2. The annual membership fees paid by banks to the Corporation.
3. The returns on the investments of the Corporation's funds.
4. Any financial grants given to the Corporation with the approval of the Central Bank’s board of directors. The Council of ministers' approval must also be obtained if the grant is given by a non-Jordanian agency.
a. Subject to the provisions of paragraph (b) of this article a bank shall pay an annual membership fee to the Corporation at the rate of 2.5 per thousand of the total deposits therewith that are subject to the provisions of this law.
b. The following shall be excluded from the deposits subject to the provisions of this law:
1. Government deposits.
2 Interbank deposits.
3. Cash collaterals within the limits of the value of the extended facilities guaranteed by the said collaterals.
c. The annual membership fee set out in paragraph (a) of this article may be amended, and the rules for calculating same may be changed by a decision of the Council of Ministers based on the Board's recommendation after the banks have been rated.
a. A bank shall be obliged to submit on the form prepared for this purpose, within the first week of January, an annual statement to the Corporation and the Central Bank which shall include the total deposits with the bank that are subject to the provisions of this law as at the 31 st of December of the previous fiscal year.
b. As for the first fiscal year, a bank shall be obliged, within the first week from this law's effective date, to submit the aforementioned statement, stating therein the total deposits therewith as at the law's effective date. The annual membership fee for this year shall be prorated according to the remaining period thereof.
c. The Corporation may request that the Central Bank ascertains the accuracy of statements submitted by banks to the Corporation under paragraphs (a) and (b) of this article.
If a bank is late in submitting the statement within the period stipulated in Article 13 of this law, or if it submits a statement which information is incomplete, erroneous or incorrect, a fine for delay shall be imposed thereon by a decision of the Director General at the amount of JD200 for each day of delay.
The Corporation shall send a demand notice to each bank during January of each year specifying therein the annual membership fee. In the first fiscal year, the Corporation shall send a demand notice within 30 days from this law's effective date, and the bank must pay the fee within seven days from the date of receiving the notice.
If a bank is late in paying the initiation fee or annual membership fee, it shall be required to pay non-accumulated interests for each day of delay from the first day of the occurrence of such delay. This interest shall be calculated based on the rediscount rate plus a margin to be decided by the Central Bank based on the Corporation's request.
Initiation fees and annual membership fees are considered production expenses of the banks.
a. The elements comprising the Corporation's reserves shall be determined according to special orders issued by the Central Bank for this purpose.
b. The Corporation must act to form reserves for itself amounting to three percent of total deposits that are subject to the provisions of this law.

**Location identification items:**
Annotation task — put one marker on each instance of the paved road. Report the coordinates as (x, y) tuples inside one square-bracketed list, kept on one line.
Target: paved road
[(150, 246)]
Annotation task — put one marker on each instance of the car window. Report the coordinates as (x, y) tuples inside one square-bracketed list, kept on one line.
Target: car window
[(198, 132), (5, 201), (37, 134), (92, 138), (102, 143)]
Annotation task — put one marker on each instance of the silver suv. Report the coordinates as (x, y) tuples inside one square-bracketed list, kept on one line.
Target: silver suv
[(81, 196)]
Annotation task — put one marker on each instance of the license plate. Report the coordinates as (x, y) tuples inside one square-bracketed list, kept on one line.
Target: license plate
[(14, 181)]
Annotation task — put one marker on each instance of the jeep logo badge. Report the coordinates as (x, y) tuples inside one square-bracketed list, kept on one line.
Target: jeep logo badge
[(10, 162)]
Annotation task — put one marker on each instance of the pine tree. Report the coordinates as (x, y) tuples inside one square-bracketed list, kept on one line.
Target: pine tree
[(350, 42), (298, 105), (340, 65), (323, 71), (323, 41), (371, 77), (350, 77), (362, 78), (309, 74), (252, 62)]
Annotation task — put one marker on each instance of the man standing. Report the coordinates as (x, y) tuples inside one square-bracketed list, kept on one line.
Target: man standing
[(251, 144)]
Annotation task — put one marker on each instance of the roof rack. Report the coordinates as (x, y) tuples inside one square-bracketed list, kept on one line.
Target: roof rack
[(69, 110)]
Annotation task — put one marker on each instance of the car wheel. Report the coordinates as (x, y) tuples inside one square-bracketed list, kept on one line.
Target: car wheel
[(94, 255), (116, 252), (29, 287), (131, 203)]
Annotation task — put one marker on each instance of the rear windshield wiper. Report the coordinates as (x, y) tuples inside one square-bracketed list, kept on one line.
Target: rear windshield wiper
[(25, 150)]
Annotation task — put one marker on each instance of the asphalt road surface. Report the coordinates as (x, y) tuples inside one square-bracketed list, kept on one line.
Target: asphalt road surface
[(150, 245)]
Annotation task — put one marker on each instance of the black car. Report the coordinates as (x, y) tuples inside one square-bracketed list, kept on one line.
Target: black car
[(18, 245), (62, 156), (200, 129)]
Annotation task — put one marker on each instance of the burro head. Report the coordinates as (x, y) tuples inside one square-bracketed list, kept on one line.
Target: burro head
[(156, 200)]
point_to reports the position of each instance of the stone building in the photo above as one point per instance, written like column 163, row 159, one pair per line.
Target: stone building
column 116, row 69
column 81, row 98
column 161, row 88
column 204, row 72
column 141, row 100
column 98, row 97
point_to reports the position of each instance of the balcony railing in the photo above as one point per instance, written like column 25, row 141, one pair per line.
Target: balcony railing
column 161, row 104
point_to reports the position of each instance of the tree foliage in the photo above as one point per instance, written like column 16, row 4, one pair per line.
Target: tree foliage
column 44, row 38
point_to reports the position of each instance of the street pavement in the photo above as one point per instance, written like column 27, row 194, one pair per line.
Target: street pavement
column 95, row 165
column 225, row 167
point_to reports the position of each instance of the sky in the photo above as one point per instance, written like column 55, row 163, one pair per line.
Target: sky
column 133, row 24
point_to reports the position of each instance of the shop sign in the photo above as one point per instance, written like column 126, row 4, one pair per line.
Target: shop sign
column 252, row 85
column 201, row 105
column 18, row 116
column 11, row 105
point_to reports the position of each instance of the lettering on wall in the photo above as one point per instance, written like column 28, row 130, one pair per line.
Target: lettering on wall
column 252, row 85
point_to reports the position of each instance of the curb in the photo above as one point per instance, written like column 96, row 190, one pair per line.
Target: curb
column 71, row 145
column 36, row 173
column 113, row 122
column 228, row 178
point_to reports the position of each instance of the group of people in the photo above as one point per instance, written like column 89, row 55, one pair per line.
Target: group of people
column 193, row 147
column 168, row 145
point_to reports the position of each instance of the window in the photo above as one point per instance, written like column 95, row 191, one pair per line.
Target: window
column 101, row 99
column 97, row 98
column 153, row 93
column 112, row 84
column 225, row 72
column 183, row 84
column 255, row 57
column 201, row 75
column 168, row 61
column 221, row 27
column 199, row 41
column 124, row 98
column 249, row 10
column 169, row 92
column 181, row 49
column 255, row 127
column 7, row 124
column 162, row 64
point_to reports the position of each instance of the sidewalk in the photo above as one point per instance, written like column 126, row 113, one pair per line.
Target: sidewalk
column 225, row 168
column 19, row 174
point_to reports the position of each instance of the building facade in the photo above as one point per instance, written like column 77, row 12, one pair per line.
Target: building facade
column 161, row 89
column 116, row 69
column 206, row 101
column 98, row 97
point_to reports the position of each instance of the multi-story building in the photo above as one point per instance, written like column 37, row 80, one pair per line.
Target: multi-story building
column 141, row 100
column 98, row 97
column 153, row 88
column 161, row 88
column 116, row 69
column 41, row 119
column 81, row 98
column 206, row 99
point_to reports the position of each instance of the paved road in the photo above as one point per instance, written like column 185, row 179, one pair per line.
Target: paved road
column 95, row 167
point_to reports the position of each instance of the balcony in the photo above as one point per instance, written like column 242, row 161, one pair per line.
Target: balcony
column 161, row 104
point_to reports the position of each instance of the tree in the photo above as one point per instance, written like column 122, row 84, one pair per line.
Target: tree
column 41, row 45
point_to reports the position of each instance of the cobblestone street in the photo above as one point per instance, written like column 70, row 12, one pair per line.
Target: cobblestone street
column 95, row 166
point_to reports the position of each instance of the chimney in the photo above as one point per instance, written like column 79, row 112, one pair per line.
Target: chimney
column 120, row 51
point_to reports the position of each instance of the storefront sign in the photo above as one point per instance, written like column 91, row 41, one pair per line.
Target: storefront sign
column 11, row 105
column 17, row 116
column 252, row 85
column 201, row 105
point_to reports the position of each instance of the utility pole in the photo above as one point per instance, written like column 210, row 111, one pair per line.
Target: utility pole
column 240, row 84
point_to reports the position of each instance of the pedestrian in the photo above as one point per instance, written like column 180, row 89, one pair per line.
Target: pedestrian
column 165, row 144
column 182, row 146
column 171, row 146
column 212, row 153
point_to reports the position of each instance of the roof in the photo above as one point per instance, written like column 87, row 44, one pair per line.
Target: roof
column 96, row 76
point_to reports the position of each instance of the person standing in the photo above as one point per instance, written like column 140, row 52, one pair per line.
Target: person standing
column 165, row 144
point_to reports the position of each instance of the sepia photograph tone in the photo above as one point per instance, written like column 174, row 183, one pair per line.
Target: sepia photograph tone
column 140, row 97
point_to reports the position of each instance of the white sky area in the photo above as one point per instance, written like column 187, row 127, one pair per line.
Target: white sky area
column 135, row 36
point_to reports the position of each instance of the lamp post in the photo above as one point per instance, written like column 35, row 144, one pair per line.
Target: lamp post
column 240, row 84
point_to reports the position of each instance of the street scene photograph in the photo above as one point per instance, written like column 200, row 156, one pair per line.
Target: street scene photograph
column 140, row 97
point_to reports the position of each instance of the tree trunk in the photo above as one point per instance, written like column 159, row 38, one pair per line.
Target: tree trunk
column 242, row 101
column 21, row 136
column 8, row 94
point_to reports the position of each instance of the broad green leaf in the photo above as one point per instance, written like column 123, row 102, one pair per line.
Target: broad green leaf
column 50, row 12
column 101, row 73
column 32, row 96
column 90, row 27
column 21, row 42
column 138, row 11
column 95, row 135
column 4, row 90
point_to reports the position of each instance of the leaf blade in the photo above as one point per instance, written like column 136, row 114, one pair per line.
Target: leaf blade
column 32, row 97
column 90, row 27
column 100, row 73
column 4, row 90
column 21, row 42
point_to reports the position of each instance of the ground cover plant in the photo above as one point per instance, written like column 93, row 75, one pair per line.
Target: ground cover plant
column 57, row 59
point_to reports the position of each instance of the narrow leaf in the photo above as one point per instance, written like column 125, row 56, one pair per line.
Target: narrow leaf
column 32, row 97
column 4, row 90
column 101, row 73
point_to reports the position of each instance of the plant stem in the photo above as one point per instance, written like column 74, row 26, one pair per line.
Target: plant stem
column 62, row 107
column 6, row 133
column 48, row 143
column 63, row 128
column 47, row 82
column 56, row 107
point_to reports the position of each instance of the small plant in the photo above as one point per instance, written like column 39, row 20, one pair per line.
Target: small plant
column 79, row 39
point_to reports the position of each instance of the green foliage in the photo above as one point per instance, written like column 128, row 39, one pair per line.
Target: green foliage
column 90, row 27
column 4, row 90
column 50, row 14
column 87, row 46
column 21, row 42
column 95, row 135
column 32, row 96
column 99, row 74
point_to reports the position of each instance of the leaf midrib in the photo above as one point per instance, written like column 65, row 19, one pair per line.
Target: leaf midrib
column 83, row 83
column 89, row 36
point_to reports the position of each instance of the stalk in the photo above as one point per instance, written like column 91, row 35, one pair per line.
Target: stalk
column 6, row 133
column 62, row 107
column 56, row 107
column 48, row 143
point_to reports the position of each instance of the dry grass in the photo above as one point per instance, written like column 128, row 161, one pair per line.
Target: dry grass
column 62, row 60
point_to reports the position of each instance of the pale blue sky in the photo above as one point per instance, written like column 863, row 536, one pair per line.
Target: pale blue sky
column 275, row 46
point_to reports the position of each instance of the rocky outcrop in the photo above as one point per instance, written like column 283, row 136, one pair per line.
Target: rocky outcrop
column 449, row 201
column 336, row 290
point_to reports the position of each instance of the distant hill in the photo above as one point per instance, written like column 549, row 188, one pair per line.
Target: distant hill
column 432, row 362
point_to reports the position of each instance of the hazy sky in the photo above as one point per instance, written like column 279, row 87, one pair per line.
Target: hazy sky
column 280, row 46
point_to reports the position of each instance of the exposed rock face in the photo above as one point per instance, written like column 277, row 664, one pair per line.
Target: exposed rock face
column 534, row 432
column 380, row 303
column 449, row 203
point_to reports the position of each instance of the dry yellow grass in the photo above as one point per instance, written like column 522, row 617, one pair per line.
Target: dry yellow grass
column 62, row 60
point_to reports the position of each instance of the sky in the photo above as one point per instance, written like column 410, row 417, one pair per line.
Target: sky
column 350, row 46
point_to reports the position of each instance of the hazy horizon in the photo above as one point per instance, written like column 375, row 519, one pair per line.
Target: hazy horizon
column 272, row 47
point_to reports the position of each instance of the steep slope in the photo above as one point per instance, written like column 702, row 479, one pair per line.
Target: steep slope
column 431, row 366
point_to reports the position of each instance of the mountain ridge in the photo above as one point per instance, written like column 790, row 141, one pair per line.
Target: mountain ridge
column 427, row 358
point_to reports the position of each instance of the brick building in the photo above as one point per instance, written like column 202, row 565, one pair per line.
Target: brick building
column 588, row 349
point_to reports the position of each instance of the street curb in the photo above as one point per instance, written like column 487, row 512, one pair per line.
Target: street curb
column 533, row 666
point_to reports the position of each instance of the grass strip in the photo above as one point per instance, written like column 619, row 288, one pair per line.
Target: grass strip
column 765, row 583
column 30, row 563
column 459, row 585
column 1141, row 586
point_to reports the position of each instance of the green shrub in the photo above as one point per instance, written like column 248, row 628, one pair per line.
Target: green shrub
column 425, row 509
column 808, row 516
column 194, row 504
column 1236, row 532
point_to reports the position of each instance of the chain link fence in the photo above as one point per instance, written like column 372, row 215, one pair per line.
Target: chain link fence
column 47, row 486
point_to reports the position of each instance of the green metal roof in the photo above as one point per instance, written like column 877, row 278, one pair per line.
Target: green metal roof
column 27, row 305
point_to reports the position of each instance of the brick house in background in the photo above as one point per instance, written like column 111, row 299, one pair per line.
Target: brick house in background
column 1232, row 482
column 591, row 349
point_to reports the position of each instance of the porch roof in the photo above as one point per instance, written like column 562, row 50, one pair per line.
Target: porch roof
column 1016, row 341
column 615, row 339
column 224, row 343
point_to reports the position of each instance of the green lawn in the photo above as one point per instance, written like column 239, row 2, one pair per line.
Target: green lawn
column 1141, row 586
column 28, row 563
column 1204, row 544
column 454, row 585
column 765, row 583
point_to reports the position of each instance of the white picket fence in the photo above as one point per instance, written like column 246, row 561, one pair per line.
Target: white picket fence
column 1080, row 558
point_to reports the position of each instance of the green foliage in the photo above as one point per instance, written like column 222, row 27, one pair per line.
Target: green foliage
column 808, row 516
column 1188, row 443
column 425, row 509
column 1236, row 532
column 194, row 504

**What is asked:**
1. In the deposit insurance provisions, what daily fine is imposed on a bank that submits its statement late?
2. Repeat the deposit insurance provisions from "2 Interbank deposits." to "previous fiscal year.".
3. Go on with the deposit insurance provisions after their final sentence.

**Answer list:**
1. JD200 for each day of delay.

2.
2 Interbank deposits.
3. Cash collaterals within the limits of the value of the extended facilities guaranteed by the said collaterals.
c. The annual membership fee set out in paragraph (a) of this article may be amended, and the rules for calculating same may be changed by a decision of the Council of Ministers based on the Board's recommendation after the banks have been rated.
a. A bank shall be obliged to submit on the form prepared for this purpose, within the first week of January, an annual statement to the Corporation and the Central Bank which shall include the total deposits with the bank that are subject to the provisions of this law as at the 31 st of December of the previous fiscal year.

3.
c. The Council of Ministers may, based on the Board's recommendation, decide to increase the Corporation's reserve limit set out in paragraph (b) of this article.
a. If the Corporation's reserves do not reach the limit established under Article 18 (b) of this law within ten years of this law's effective date, or if the Corporation's reserves fall short of the said limit after having reached it, or if a liquidation of a bank is decided before the Corporation's reserves reach the said limit, the Board may increase the banks' annual membership fee to no more than double the annual membership fee for banks stipulated in Article 12 of this law.
b. If the Corporation's reserves exceed the limit set out in Article 18 of this law, the Board may lower the annual membership fee or exempt banks from paying same for one year or more as the circumstances require.
If the Central Bank finds, based on the bank applicable rating rules, that the degree of risk assumed by a bank has become unacceptable, the Board may increase the annual membership fee of that bank to no more than double the maximum limit of this fee even if doing so results in exceeding of the maximum limit set for the Corporation's reserves under this law.
The Board may at any time request that a foreign bank's branch submits to the Corporation a deposit, financial bonds, or any other securities which the Board deems necessary to insure or continue insuring the deposits with the branch in accordance with the provisions of this law.
The Central Bank may, based on the Corporation's request, directly debit the bank's account with the Central Bank with the sums which the bank owes to the Corporation.
The Corporation may borrow directly, or it may issue debenture bonds, to enable it to pay the obligations owed thereby according to the provisions of this law, and taking into consideration the provisions of any relevant legislation in effect.
a. The Corporation shall invest its funds in bonds issued or guaranteed by the Jordanian Government. It may also invest its funds in deposits with the Central Bank by a decision of its board of directors.
b. The Corporation must deposit its unused funds in its own accounts with the Central Bank.
c. The Corporation may deposit with any bank the funds which it requires to repay obligations it owes under the provisions of this law, provided that the Board stipulates the deposit amount, the interest or returns due thereon, and any guarantees or other terms which the Board deems necessary.
a. The Corporation must maintain records and accounts that are duly kept in order according to recognized accounting principles.
b. The Corporation's closing financial statements shall be published, after the Board has approved them, in at least two daily local newspapers.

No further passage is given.